* TASK A *
Retype a portion of the Greenplum index page below, beginning at the words "Post date: Oct" and stopping after the words "for this table.".

* PASSAGE GIVEN *
How to fix function based index that is not working in Greenplum

Post date: Oct 05, 2012 10:29:39 PM

The optimizer of Postgres/Greenplum is cost based and selects the execution plan with the lowest cost. In Greenplum, the cost for one scattered IO access is measured by the random_page_cost parameter, which is 100 by default. Comparing to 1 in postgres, it is quite large. It is being set in this way because we want to choose seq scan as frequently as possible in most cases.

For some special cases, the random_page_cost change could be used to make the execution plan manually optimized.

Example:

gpadmin=# create table t as select generate_series x from generate_series(1,10000);

NOTICE: Table doesn't have 'DISTRIBUTED BY' clause -- Using column(s) named 'x' as the Greenplum Database data distribution key for this table.

HINT: The 'DISTRIBUTED BY' clause determines the distribution of data. Make sure column(s) chosen are the optimal data distribution key to minimize skew.

SELECT 10000

gpadmin=# create index f_idx on t( lower(x));

CREATE INDEX

gpadmin=# explain select * from t where lower(x) = '1';

QUERY PLAN

------------------------------------------------------------------------------

Gather Motion 8:1 (slice1; segments: 8) (cost=0.00..191.00 rows=2 width=4)

-> Seq Scan on t (cost=0.00..191.00 rows=2 width=4)

Filter: lower(x::text) = '1'::text

(3 rows)

gpadmin=# set random_page_cost to 1;

SET

gpadmin=# explain select * from t where lower(x) = '1';

QUERY PLAN

----------------------------------------------------------------------------

Gather Motion 8:1 (slice1; segments: 8) (cost=0.00..9.43 rows=2 width=4)

-> Index Scan using f_idx on t (cost=0.00..9.43 rows=2 width=4)

Index Cond: lower(x::text) = '1'::text

Settings: random_page_cost=1

(4 rows)

* TASK B *
Find each line in the entries below that contains the string "mountain", treating uppercase and lowercase as distinct, and copy those lines.

Extracted records:
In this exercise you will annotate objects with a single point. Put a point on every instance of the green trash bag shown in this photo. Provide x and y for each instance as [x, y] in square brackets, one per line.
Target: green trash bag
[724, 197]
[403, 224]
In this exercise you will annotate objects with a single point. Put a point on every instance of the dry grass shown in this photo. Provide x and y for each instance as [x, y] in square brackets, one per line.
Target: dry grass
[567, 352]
==
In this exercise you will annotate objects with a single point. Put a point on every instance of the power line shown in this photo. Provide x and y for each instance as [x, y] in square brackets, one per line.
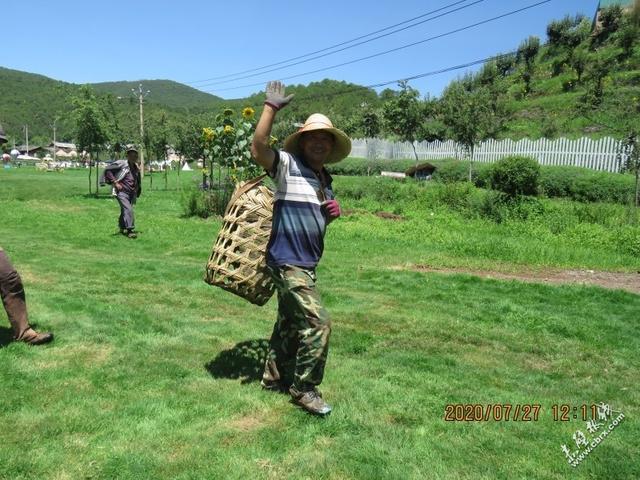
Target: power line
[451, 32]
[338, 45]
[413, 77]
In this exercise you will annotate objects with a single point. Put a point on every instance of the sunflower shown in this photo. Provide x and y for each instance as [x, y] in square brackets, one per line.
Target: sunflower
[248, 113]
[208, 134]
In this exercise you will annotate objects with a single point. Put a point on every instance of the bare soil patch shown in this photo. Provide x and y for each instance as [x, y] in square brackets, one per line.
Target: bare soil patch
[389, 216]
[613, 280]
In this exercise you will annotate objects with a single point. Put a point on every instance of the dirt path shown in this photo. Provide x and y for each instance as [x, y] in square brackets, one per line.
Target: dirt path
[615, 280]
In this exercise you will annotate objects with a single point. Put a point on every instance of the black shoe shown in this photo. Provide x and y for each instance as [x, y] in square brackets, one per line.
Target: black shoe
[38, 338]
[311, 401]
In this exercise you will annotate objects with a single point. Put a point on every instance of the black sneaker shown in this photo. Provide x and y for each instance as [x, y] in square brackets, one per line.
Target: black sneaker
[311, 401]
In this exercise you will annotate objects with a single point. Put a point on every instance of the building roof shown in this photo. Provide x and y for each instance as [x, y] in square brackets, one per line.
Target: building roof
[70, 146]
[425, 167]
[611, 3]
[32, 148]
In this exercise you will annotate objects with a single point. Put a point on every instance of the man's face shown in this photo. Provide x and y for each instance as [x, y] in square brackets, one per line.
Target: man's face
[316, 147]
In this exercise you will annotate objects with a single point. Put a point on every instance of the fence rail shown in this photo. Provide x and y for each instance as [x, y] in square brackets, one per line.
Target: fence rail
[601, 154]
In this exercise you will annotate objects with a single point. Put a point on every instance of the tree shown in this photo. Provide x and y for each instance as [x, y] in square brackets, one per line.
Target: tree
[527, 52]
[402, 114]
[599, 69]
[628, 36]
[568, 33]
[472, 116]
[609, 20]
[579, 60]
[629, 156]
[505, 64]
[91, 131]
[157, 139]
...
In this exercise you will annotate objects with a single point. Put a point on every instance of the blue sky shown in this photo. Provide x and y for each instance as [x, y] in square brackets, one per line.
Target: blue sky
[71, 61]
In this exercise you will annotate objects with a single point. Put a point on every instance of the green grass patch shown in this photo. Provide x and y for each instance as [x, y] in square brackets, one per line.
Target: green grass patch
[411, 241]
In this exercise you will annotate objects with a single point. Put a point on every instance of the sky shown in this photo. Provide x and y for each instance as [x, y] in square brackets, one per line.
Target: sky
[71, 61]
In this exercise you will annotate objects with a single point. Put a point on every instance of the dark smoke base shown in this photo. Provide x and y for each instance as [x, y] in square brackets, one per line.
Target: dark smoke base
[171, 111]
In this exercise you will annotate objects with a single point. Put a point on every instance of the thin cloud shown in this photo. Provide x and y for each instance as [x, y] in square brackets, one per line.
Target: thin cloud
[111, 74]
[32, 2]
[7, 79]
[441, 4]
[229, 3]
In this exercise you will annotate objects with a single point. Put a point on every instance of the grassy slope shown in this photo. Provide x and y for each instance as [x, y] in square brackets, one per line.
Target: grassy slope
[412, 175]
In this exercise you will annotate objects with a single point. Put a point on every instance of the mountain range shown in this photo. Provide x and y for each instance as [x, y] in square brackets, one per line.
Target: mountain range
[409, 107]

* WRITTEN RESPONSE A *
Post date: Oct 05, 2012 10:29:39 PM

The optimizer of Postgres/Greenplum is cost based and selects the execution plan with the lowest cost. In Greenplum, the cost for one scattered IO access is measured by the random_page_cost parameter, which is 100 by default. Comparing to 1 in postgres, it is quite large. It is being set in this way because we want to choose seq scan as frequently as possible in most cases.

For some special cases, the random_page_cost change could be used to make the execution plan manually optimized.

Example:

gpadmin=# create table t as select generate_series x from generate_series(1,10000);

NOTICE: Table doesn't have 'DISTRIBUTED BY' clause -- Using column(s) named 'x' as the Greenplum Database data distribution key for this table.

* WRITTEN RESPONSE B *
In this exercise you will annotate objects with a single point. Put a point on every instance of the mountain range shown in this photo. Provide x and y for each instance as [x, y] in square brackets, one per line.
Target: mountain range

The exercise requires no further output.